*Exercise directions*. Gather every line below that contains the word "green", and copy each of those lines in full.

------ Raw records ------

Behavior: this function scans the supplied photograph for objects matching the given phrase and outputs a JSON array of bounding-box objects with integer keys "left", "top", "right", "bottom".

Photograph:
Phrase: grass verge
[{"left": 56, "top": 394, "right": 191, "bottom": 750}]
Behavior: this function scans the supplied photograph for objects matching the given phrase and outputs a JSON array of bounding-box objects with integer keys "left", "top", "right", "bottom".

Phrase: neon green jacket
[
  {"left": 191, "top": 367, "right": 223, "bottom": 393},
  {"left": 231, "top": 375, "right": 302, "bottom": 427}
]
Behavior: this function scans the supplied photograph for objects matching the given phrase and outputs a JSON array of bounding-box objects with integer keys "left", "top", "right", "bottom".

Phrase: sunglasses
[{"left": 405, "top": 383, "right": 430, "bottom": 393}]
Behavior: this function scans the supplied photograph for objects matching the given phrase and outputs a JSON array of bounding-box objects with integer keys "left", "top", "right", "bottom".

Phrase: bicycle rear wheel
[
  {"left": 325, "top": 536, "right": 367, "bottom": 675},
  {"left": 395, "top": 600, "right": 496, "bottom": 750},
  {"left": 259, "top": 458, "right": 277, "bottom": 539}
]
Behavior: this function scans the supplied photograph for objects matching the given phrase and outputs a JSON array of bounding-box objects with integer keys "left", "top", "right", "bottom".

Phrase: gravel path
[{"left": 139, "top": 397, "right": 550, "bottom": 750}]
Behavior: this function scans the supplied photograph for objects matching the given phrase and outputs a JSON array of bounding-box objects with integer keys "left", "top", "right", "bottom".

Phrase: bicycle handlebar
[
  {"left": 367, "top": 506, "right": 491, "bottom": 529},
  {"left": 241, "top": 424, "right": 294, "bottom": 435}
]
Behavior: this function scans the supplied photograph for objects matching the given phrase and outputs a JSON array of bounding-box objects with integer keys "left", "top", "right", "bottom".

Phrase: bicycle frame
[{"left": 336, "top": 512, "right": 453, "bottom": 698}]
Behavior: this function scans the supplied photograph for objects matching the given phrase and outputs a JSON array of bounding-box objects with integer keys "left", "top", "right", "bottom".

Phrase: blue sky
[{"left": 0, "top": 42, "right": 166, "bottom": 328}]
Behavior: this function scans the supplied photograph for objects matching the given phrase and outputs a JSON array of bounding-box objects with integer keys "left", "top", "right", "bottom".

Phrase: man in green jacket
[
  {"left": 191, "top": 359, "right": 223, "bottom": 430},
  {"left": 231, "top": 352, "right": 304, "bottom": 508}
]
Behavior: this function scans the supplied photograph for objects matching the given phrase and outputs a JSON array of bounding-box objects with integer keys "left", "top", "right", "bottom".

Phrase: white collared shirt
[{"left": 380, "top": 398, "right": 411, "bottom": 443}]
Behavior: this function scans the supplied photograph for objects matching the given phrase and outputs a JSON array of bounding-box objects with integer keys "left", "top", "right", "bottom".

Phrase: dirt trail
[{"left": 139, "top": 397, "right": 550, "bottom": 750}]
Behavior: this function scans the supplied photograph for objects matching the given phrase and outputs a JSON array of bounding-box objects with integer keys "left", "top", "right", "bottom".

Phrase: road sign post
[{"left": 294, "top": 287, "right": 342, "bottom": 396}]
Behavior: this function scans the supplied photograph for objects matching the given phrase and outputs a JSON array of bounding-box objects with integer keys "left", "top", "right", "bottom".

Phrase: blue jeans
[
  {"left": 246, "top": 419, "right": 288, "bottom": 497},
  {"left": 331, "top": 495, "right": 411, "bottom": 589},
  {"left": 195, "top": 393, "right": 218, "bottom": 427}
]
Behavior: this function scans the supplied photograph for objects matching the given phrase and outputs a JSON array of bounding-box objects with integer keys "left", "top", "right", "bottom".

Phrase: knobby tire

------

*Task solution*.
Phrase: neon green jacket
Phrase: man in green jacket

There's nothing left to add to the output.